▸ **The problem**:
Could you restate all of the records exactly, leaving out the pictures?

▸ **Exercise input**:
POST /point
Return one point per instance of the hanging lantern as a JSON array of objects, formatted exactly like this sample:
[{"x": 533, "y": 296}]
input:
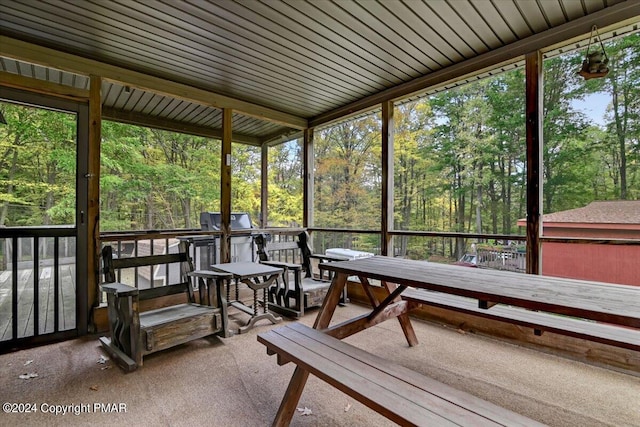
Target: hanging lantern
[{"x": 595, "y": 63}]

▸ **Task answer**:
POST /point
Return one point per instance of the hanging lantern as a JSON array of objects, formatted exactly like this sample:
[{"x": 533, "y": 296}]
input:
Target: hanging lantern
[{"x": 595, "y": 63}]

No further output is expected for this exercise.